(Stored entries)
:::

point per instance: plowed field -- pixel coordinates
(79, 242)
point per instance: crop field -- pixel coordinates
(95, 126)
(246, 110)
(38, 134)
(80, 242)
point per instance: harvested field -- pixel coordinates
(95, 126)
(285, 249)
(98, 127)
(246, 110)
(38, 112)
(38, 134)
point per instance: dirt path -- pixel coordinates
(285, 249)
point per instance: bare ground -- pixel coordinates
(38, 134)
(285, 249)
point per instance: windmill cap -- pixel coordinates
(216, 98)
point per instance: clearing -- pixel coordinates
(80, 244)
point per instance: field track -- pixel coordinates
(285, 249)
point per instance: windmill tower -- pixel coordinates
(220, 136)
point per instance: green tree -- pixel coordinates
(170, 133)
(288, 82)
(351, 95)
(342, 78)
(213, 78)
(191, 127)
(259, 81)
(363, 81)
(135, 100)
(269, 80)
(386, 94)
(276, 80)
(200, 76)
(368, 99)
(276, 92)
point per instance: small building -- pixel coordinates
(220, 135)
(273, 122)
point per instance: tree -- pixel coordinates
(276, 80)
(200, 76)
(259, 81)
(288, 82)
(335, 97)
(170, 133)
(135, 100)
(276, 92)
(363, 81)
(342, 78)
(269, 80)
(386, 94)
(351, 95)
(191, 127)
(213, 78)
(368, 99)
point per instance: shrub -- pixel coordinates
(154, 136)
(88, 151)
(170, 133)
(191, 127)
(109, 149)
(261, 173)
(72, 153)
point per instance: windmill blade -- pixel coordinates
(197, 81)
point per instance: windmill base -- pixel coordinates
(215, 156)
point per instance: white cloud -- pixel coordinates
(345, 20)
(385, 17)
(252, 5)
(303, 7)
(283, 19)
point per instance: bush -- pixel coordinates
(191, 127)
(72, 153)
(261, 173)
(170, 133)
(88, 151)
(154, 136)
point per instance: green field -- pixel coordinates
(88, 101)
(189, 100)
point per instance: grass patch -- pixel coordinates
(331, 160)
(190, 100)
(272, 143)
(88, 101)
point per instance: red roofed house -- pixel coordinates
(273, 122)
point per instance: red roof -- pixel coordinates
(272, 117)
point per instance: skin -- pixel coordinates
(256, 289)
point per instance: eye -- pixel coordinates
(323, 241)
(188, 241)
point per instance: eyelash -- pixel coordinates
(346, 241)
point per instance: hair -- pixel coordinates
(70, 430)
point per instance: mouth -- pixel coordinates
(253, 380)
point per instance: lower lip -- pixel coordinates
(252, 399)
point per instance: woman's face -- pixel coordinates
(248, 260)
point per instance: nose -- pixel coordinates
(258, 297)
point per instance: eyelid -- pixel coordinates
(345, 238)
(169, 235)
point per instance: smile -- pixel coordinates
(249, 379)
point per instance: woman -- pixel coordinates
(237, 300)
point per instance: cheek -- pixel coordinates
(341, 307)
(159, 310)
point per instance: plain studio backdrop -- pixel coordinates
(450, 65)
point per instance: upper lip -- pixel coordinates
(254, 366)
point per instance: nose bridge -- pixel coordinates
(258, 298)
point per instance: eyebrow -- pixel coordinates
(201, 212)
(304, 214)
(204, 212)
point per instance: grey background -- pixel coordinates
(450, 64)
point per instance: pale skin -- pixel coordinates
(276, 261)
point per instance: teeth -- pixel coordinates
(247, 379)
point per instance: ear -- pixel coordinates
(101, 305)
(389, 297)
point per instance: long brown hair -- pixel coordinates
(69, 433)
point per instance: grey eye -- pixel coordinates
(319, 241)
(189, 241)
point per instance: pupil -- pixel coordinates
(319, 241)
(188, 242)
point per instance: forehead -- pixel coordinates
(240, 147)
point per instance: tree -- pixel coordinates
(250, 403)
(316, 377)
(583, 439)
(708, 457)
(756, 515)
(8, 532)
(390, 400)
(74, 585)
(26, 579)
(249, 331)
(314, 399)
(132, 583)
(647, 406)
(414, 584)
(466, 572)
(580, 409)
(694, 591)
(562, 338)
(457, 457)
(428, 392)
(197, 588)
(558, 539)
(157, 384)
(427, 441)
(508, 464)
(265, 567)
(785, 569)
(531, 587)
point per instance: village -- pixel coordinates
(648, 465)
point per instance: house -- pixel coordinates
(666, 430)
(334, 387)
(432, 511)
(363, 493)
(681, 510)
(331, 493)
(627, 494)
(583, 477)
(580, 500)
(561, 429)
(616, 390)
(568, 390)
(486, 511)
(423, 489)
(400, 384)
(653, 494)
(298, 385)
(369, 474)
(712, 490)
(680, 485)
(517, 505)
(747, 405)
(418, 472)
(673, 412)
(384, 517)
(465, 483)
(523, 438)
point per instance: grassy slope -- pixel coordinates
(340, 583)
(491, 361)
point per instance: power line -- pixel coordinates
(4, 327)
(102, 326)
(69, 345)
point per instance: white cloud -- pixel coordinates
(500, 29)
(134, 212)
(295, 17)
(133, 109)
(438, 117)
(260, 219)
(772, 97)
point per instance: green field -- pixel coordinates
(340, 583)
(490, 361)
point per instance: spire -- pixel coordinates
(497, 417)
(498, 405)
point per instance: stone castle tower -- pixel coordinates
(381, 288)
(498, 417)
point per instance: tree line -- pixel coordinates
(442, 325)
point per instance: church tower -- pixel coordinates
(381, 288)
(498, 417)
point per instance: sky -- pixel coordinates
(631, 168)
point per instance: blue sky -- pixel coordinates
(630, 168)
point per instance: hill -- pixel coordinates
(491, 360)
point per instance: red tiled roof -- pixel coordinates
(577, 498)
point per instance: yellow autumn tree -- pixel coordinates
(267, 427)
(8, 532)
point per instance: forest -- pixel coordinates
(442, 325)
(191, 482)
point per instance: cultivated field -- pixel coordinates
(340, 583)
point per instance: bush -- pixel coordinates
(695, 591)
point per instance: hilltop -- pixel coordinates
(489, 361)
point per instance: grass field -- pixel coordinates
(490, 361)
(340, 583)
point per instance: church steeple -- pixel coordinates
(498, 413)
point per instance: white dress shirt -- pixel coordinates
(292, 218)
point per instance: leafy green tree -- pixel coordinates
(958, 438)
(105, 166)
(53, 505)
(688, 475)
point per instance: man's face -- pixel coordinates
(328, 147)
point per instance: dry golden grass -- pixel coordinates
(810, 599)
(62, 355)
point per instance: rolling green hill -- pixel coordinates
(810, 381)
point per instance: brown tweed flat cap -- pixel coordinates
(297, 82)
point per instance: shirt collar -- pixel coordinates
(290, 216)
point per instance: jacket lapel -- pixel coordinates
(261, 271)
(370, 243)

:::

▸ **Exercise objective**
Restate the whole of the material exactly.

▸ **Output for this task**
point per instance: plowed field -- pixel coordinates
(79, 242)
point per instance: crop field -- pixel coordinates
(95, 126)
(246, 110)
(38, 134)
(80, 242)
point per instance: harvested field -- pixel coordinates
(95, 126)
(285, 249)
(98, 127)
(246, 110)
(38, 112)
(38, 134)
point per instance: dirt path -- pixel coordinates
(285, 249)
point per instance: bare ground -- pixel coordinates
(38, 134)
(285, 249)
point per instance: windmill cap -- pixel coordinates
(216, 98)
point per instance: clearing -- pixel coordinates
(80, 244)
point per instance: field track -- pixel coordinates
(285, 249)
point per instance: windmill tower -- pixel coordinates
(220, 136)
point per instance: green tree -- pixel coordinates
(170, 133)
(288, 82)
(351, 95)
(342, 78)
(213, 78)
(191, 127)
(259, 81)
(363, 81)
(135, 100)
(269, 80)
(386, 94)
(276, 80)
(200, 76)
(368, 99)
(276, 92)
point per instance: small building -- pixel coordinates
(220, 135)
(273, 122)
point per instance: tree -- pixel coordinates
(276, 80)
(200, 76)
(259, 81)
(288, 82)
(335, 97)
(170, 133)
(135, 100)
(276, 92)
(363, 81)
(342, 78)
(269, 80)
(386, 94)
(351, 95)
(191, 127)
(213, 78)
(368, 99)
point per instance: shrub -- pixel coordinates
(154, 136)
(88, 151)
(170, 133)
(191, 127)
(109, 149)
(261, 173)
(72, 153)
point per instance: windmill blade -- pixel coordinates
(197, 81)
point per instance: windmill base -- pixel coordinates
(215, 156)
point per instance: white cloud -- pixel coordinates
(345, 20)
(385, 17)
(252, 5)
(303, 7)
(283, 19)
point per instance: bush -- pixel coordinates
(191, 127)
(72, 153)
(261, 173)
(170, 133)
(88, 151)
(154, 136)
point per instance: green field -- pixel coordinates
(88, 101)
(189, 100)
point per instance: grass patch -- pixel coordinates
(331, 160)
(190, 100)
(272, 143)
(88, 101)
point per instance: red roofed house -- pixel coordinates
(273, 122)
point per instance: red roof -- pixel coordinates
(272, 117)
point per instance: skin -- pixel coordinates
(256, 289)
point per instance: eye -- pixel coordinates
(323, 241)
(188, 241)
point per instance: eyelash -- pixel coordinates
(346, 241)
point per instance: hair -- pixel coordinates
(70, 430)
point per instance: mouth -- pixel coordinates
(253, 380)
point per instance: lower lip -- pixel coordinates
(252, 399)
point per instance: woman's face -- pixel coordinates
(248, 260)
point per instance: nose -- pixel coordinates
(258, 297)
point per instance: eyelid -- pixel coordinates
(345, 238)
(169, 235)
point per instance: smile -- pixel coordinates
(249, 379)
point per instance: woman -- pixel coordinates
(237, 300)
point per instance: cheek -- pixel coordinates
(341, 307)
(159, 310)
point per instance: plain studio backdrop -- pixel coordinates
(450, 65)
point per instance: upper lip -- pixel coordinates
(254, 366)
point per instance: nose bridge -- pixel coordinates
(258, 298)
point per instance: eyebrow -- pixel coordinates
(201, 212)
(304, 214)
(204, 212)
point per instance: grey background -- pixel coordinates
(450, 64)
point per instance: pale skin -- pixel coordinates
(276, 261)
point per instance: teeth -- pixel coordinates
(247, 379)
point per instance: ear -- pixel coordinates
(101, 305)
(389, 297)
point per instance: long brown hair -- pixel coordinates
(69, 433)
point per instance: grey eye -- pixel coordinates
(319, 241)
(189, 241)
point per instance: pupil -- pixel coordinates
(319, 241)
(188, 242)
point per instance: forehead -- pixel coordinates
(240, 147)
point per instance: tree -- pixel coordinates
(250, 403)
(316, 377)
(583, 439)
(708, 457)
(756, 515)
(8, 532)
(390, 400)
(74, 585)
(26, 579)
(249, 331)
(314, 399)
(132, 583)
(647, 406)
(414, 584)
(466, 572)
(580, 409)
(694, 591)
(562, 338)
(457, 457)
(428, 392)
(197, 588)
(558, 539)
(157, 384)
(427, 441)
(508, 464)
(265, 567)
(785, 569)
(531, 587)
point per instance: village -- pixel coordinates
(648, 465)
point per instance: house -- pixel coordinates
(666, 430)
(334, 387)
(432, 511)
(363, 493)
(681, 510)
(331, 493)
(627, 494)
(583, 477)
(580, 500)
(561, 429)
(616, 390)
(568, 390)
(486, 511)
(423, 489)
(400, 384)
(653, 494)
(298, 385)
(369, 474)
(712, 490)
(680, 485)
(517, 505)
(747, 405)
(418, 472)
(673, 412)
(384, 517)
(465, 483)
(523, 438)
point per instance: grassy slope -- pixel coordinates
(340, 583)
(491, 361)
point per instance: power line -- pixel coordinates
(4, 327)
(102, 326)
(69, 345)
point per instance: white cloud -- pixel coordinates
(500, 29)
(134, 212)
(295, 17)
(133, 109)
(438, 117)
(260, 219)
(772, 97)
point per instance: green field -- pixel coordinates
(340, 583)
(490, 361)
point per instance: spire -- pixel coordinates
(497, 417)
(498, 405)
point per instance: stone castle tower -- pixel coordinates
(381, 288)
(498, 417)
point per instance: tree line -- pixel coordinates
(442, 325)
point per instance: church tower -- pixel coordinates
(381, 288)
(498, 417)
point per instance: sky -- pixel coordinates
(631, 168)
point per instance: blue sky -- pixel coordinates
(630, 168)
point per instance: hill -- pixel coordinates
(491, 360)
point per instance: red tiled roof -- pixel coordinates
(577, 498)
point per instance: yellow autumn tree -- pixel coordinates
(267, 427)
(8, 532)
point per instance: forest -- pixel coordinates
(442, 325)
(191, 482)
point per instance: cultivated field -- pixel coordinates
(340, 583)
point per instance: bush -- pixel coordinates
(695, 591)
point per instance: hilltop -- pixel coordinates
(489, 361)
point per instance: grass field -- pixel coordinates
(490, 361)
(340, 583)
point per instance: church steeple -- pixel coordinates
(498, 413)
point per instance: white dress shirt -- pixel coordinates
(292, 218)
point per instance: leafy green tree -- pixel coordinates
(958, 438)
(105, 166)
(53, 505)
(688, 475)
point per instance: man's face -- pixel coordinates
(328, 147)
point per instance: dry golden grass -- pixel coordinates
(810, 599)
(62, 355)
point per instance: rolling green hill -- pixel coordinates
(810, 381)
point per instance: brown tweed flat cap -- pixel coordinates
(297, 82)
point per instance: shirt collar -- pixel coordinates
(290, 216)
point per instance: jacket lapel -- pixel coordinates
(261, 271)
(370, 243)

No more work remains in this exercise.